** BEGIN **

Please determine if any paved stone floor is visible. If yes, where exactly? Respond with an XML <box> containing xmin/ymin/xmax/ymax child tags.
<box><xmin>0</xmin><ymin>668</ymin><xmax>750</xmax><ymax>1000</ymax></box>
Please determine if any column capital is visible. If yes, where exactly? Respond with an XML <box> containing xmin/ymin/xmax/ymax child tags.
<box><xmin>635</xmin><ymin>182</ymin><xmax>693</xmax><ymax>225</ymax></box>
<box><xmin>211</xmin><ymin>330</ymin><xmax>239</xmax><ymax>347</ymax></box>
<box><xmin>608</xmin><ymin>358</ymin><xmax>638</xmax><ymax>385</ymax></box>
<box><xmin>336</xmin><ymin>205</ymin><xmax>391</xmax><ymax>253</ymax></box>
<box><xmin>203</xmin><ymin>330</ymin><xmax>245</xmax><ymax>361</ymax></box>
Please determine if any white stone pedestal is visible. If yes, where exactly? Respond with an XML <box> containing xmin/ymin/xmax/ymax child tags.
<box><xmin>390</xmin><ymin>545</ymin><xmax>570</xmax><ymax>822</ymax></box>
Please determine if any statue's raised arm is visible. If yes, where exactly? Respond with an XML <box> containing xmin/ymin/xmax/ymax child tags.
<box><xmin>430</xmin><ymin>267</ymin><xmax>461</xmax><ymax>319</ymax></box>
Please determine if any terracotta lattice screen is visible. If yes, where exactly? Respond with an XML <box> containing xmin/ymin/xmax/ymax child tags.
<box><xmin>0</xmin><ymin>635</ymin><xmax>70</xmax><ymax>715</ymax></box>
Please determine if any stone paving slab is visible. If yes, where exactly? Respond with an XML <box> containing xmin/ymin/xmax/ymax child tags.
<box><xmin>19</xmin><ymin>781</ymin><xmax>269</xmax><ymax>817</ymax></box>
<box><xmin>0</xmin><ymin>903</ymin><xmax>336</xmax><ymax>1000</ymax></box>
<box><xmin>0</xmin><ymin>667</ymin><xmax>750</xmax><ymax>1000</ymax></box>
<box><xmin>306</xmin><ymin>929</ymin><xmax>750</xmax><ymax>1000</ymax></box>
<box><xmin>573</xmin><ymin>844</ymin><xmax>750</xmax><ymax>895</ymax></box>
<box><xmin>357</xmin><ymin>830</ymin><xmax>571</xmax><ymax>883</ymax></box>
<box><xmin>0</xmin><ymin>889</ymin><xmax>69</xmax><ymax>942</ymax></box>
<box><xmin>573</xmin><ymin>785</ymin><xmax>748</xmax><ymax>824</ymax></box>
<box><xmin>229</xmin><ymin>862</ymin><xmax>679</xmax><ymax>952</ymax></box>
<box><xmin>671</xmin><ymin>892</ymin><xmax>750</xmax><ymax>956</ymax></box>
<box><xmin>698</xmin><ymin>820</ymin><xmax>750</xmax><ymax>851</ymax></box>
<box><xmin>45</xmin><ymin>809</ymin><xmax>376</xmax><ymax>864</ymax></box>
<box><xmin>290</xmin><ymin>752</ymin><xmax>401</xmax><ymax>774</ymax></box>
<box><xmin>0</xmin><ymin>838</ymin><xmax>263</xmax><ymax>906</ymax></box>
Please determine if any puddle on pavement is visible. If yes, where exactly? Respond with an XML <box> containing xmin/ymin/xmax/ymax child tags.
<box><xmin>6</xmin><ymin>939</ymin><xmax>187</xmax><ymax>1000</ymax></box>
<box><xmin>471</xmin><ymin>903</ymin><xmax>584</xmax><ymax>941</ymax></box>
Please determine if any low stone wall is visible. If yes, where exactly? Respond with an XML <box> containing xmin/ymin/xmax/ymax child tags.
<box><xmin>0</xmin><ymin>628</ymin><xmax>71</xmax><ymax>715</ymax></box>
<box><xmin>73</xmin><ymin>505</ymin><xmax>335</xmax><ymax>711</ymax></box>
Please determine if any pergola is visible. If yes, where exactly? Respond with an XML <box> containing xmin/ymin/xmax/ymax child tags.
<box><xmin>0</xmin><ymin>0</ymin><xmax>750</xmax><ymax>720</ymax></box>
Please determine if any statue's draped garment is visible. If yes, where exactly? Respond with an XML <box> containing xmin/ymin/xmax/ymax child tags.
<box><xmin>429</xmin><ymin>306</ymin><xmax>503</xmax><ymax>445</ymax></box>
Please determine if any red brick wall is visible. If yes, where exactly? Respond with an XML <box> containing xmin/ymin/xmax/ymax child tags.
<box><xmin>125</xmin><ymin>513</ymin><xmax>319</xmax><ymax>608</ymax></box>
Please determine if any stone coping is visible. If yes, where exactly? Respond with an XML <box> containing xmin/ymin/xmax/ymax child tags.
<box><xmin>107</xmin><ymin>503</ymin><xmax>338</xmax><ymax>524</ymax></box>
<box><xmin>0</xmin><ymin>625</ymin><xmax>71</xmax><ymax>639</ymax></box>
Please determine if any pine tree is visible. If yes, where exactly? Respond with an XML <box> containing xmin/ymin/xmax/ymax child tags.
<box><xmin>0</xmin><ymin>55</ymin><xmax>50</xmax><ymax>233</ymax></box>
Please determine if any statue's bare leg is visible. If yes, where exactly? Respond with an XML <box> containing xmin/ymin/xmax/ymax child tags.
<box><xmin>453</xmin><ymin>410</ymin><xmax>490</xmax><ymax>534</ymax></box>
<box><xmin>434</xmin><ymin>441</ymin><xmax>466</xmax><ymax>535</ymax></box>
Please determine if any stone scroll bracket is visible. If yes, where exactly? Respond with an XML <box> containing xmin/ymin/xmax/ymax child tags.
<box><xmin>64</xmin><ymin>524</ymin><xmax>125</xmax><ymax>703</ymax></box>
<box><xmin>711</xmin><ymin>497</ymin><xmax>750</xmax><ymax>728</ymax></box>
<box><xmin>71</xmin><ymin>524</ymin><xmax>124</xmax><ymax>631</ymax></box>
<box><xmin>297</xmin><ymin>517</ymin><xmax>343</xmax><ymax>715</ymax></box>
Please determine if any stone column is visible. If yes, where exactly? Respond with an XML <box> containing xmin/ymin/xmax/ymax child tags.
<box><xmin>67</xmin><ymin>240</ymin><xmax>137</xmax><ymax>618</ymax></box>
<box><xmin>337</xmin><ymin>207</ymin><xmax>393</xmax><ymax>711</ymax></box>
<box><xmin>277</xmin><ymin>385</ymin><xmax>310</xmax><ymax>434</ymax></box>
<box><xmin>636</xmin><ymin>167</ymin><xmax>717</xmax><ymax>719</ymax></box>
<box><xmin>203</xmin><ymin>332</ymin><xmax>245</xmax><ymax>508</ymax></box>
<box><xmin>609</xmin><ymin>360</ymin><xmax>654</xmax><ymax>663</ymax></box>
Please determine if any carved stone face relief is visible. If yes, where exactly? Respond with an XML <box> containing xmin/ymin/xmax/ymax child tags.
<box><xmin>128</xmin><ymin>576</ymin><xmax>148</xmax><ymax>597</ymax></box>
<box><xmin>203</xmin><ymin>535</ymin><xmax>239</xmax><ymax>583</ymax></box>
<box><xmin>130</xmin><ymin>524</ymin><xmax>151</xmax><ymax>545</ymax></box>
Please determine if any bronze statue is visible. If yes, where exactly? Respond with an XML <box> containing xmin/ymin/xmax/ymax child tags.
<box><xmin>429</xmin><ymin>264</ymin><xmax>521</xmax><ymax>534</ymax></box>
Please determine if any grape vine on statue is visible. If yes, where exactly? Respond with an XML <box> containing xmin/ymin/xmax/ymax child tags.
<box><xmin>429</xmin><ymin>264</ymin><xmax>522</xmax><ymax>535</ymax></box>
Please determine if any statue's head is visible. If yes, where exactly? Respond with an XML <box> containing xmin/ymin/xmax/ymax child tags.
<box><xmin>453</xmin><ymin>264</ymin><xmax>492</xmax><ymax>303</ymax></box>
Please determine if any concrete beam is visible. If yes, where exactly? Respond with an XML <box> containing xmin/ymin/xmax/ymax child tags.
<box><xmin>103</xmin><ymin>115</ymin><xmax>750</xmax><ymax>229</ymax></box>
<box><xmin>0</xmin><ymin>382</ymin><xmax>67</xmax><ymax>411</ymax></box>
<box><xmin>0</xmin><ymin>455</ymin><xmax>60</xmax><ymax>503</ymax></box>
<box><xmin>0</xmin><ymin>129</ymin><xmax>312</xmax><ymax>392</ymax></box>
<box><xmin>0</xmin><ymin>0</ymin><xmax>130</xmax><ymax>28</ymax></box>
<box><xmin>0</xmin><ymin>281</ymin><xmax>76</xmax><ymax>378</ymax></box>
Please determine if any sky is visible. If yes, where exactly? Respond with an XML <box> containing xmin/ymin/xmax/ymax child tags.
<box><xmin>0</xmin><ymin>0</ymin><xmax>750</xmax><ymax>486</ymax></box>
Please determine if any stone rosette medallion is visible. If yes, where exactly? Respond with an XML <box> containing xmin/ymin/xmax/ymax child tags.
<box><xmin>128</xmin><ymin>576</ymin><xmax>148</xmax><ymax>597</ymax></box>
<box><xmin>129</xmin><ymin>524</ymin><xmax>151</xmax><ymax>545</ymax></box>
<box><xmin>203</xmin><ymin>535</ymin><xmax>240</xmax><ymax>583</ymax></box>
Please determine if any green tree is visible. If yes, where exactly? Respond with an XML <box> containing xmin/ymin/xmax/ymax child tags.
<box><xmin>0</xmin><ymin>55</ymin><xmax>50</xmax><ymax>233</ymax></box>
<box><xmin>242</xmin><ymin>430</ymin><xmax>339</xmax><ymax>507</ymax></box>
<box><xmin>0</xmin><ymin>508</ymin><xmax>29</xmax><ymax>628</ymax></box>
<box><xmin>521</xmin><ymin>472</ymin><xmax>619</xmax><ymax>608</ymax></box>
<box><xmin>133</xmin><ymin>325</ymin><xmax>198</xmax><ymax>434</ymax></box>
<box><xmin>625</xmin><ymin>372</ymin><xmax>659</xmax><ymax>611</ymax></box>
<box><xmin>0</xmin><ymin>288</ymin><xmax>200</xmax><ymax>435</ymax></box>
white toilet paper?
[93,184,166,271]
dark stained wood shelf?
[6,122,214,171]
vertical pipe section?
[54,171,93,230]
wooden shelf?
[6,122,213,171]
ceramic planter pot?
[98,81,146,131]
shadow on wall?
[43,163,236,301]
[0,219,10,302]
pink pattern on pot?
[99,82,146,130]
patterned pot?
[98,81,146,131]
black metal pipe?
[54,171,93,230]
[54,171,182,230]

** END **

What to do:
Reproduce word for word the part of the data that opens with the line containing "white toilet paper?" and runs through the end of the data.

Response to the task:
white toilet paper?
[93,184,166,271]
dark stained wood shelf?
[6,122,214,171]
vertical pipe section?
[54,171,93,230]
wooden shelf?
[6,122,213,171]
ceramic planter pot?
[98,81,146,131]
shadow on wall?
[43,163,236,301]
[0,219,10,302]
pink pattern on pot?
[99,82,146,130]
patterned pot?
[98,81,146,131]
black metal pipe?
[54,171,93,230]
[54,171,182,230]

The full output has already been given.